> _Exercise A_
Tally the lines in the records below that contain the string "asphalt", and give only the number.

> _Text passage_
My theory: planets in low-density voids, like our own Local Void and the Microscopium Void, face fewer catastrophic interstellar impacts per my calculations.
The universe has an average galaxy density of about 0.01 galaxies per cubic megaparsec, but the Local Void, where we are located, is much emptier with only 0.001–0.002 galaxies per cubic megaparsec.
This extreme sparsity, reflects an 80 - 90% underdensity, resulting in an estimated 1,000 - 1,400 galaxies within our Local Void. This suggests voids may be safer for sustaining evolutionary life due to fewer cosmic disruptions.
Fewer stars in voids mean fewer gravitational tugs which send comets, especially interstellar objects like 3I/ATLAS, crashing into planets. Calculations using 2021 Oort Cloud models and 2024 Cosmicflows-4 data show Andromeda (M31), in our Local Void, 0.05 stars/pc³, has ~0.40 >15 km interstellar impacts over 5 billion years. 97% less than the ~8 in dense regions, e.g., spiral arms, and total impacts, including internal MW impacts like Chicxulub, reaching ~90.4 - 1 per 55.3 million years.

> _Data supplied_

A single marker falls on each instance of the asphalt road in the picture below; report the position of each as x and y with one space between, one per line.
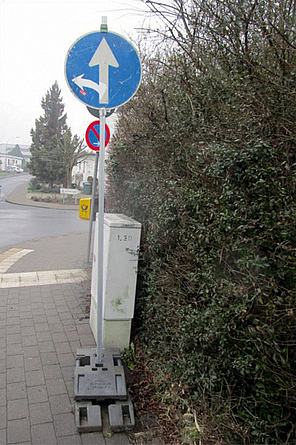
22 223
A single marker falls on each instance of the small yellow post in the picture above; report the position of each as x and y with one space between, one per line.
84 208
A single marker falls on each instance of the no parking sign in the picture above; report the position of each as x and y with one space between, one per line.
92 135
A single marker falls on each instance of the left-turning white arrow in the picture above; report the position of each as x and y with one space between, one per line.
87 83
104 57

> _Exercise B_
Retype everything in the passage on cosmic voids from "The universe has" down to "fewer cosmic disruptions.".

> _Right answer A_
1

> _Right answer B_
The universe has an average galaxy density of about 0.01 galaxies per cubic megaparsec, but the Local Void, where we are located, is much emptier with only 0.001–0.002 galaxies per cubic megaparsec.
This extreme sparsity, reflects an 80 - 90% underdensity, resulting in an estimated 1,000 - 1,400 galaxies within our Local Void. This suggests voids may be safer for sustaining evolutionary life due to fewer cosmic disruptions.